Items taken from a data source
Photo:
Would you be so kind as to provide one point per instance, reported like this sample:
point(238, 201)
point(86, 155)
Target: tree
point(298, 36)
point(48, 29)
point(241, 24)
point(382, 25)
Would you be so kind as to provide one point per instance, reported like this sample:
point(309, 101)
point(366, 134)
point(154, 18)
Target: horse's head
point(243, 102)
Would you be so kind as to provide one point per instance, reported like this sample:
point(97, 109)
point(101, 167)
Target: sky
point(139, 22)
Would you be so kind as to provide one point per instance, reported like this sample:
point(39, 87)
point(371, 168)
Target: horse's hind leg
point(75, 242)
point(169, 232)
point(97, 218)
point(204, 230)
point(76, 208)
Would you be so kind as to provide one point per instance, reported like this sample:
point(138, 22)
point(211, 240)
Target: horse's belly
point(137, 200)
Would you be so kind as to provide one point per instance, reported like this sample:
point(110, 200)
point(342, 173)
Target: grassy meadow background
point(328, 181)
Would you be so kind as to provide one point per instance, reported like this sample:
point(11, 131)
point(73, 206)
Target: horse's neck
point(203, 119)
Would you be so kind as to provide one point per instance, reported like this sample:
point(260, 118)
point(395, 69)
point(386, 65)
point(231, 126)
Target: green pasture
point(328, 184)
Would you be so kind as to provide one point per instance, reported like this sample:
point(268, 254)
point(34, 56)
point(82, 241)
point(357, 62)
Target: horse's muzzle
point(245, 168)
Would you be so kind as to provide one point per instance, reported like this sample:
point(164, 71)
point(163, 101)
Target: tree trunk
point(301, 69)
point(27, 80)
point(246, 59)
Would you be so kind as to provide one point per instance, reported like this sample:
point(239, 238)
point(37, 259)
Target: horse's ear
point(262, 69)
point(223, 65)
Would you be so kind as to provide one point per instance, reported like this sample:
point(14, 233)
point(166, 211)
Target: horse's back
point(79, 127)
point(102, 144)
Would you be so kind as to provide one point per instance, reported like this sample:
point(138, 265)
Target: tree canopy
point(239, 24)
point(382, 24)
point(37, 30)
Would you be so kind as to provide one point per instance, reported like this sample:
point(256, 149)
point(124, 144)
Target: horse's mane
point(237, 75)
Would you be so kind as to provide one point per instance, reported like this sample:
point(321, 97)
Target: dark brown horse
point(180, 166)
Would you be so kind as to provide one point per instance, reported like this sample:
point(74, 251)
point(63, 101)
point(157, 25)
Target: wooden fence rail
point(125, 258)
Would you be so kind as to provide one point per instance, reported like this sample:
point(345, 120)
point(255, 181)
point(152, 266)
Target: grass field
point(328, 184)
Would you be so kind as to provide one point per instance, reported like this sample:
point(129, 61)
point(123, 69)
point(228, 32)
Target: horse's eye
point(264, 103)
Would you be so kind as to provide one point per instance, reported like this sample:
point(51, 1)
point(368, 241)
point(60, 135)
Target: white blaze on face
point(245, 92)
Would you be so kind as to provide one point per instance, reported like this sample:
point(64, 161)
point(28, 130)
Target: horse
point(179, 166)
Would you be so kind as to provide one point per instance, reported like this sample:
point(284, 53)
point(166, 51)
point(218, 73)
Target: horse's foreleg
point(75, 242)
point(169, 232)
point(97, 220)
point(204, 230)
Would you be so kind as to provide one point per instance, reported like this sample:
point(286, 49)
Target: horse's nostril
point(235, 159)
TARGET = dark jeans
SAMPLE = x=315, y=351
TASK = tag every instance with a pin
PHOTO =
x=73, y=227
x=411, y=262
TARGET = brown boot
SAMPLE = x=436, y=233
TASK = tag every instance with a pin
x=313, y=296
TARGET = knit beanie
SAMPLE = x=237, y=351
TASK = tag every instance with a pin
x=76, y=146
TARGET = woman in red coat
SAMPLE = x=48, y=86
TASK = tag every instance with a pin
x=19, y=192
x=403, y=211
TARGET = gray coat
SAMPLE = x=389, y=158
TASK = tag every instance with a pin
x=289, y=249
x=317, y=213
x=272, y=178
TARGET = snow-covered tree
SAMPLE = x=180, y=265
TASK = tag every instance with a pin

:: What is required ::
Reproduce all of the items above line for line, without changing anything.

:: Result of the exercise ::
Photo:
Would you be so kind as to provide one point per instance, reported like this sample:
point(238, 201)
point(86, 155)
Target: tree
point(298, 36)
point(48, 29)
point(241, 24)
point(382, 25)
Would you be so kind as to provide one point per instance, reported like this sample:
point(309, 101)
point(366, 134)
point(154, 18)
Target: horse's head
point(243, 102)
Would you be so kind as to provide one point per instance, reported like this sample:
point(97, 109)
point(101, 167)
Target: sky
point(139, 22)
Would you be so kind as to provide one point per instance, reported like this sample:
point(39, 87)
point(371, 168)
Target: horse's hind leg
point(75, 242)
point(169, 232)
point(97, 218)
point(204, 230)
point(76, 208)
Would you be so kind as to provide one point per instance, reported like this sample:
point(138, 22)
point(211, 240)
Target: horse's belly
point(137, 200)
Would you be so kind as to provide one point per instance, reported like this sample:
point(110, 200)
point(342, 173)
Target: grassy meadow background
point(328, 181)
Would you be so kind as to provide one point per instance, reported like this sample:
point(11, 131)
point(73, 206)
Target: horse's neck
point(203, 119)
Would you be so kind as to provide one point per instance, reported like this sample:
point(260, 118)
point(395, 69)
point(386, 65)
point(231, 126)
Target: green pasture
point(328, 184)
Would you be so kind as to provide one point per instance, reported like this sample:
point(268, 254)
point(34, 56)
point(82, 241)
point(357, 62)
Target: horse's muzzle
point(245, 168)
Would you be so kind as to provide one point per instance, reported like this sample:
point(164, 71)
point(163, 101)
Target: tree trunk
point(301, 69)
point(27, 80)
point(246, 59)
Would you be so kind as to provide one point per instance, reported like this sample:
point(239, 238)
point(37, 259)
Target: horse's ear
point(262, 69)
point(223, 65)
Would you be so kind as to provide one point per instance, reported like this sample:
point(14, 233)
point(166, 211)
Target: horse's back
point(79, 127)
point(102, 144)
Would you be so kind as to provide one point per instance, reported like this sample:
point(138, 265)
Target: tree canopy
point(239, 24)
point(382, 24)
point(37, 30)
Would you be so kind as to provide one point per instance, reported like this sample:
point(256, 149)
point(124, 144)
Target: horse's mane
point(237, 75)
Would you be so kind as to provide one point per instance, reported like this sample:
point(321, 97)
Target: dark brown horse
point(180, 166)
Would you be so kind as to provide one point per instance, reported like this sample:
point(74, 251)
point(63, 101)
point(157, 25)
Target: wooden fence rail
point(125, 258)
Would you be so kind as to provide one point per instance, reported like this sample:
point(345, 120)
point(255, 181)
point(152, 266)
Target: grass field
point(328, 184)
Would you be so kind as to provide one point per instance, reported like this sample:
point(129, 61)
point(123, 69)
point(228, 32)
Target: horse's eye
point(264, 103)
Would you be so kind as to provide one point per instance, reported like this sample:
point(51, 1)
point(368, 241)
point(60, 135)
Target: white blaze on face
point(245, 92)
Would you be so kind as to provide one point per instance, reported like this sample:
point(64, 161)
point(28, 130)
Target: horse
point(179, 166)
Would you be so kind as to provide one point per instance, reported like this sample:
point(284, 53)
point(166, 51)
point(218, 73)
Target: horse's foreleg
point(75, 242)
point(169, 232)
point(97, 220)
point(204, 230)
Would you be so kind as to provide one point per instance, reported like this sample:
point(286, 49)
Target: horse's nostril
point(235, 159)
TARGET = dark jeans
SAMPLE = x=315, y=351
TASK = tag every instance with a pin
PHOTO =
x=73, y=227
x=411, y=262
TARGET = brown boot
SAMPLE = x=436, y=233
TASK = tag every instance with a pin
x=313, y=296
TARGET = knit beanie
SAMPLE = x=237, y=351
TASK = tag every instance with a pin
x=76, y=146
TARGET = woman in red coat
SAMPLE = x=48, y=86
TASK = tag every instance with a pin
x=19, y=192
x=403, y=211
TARGET = gray coat
SAMPLE = x=389, y=158
TASK = tag every instance with a pin
x=289, y=249
x=317, y=213
x=272, y=178
TARGET = snow-covered tree
SAMPLE = x=180, y=265
TASK = tag every instance with a pin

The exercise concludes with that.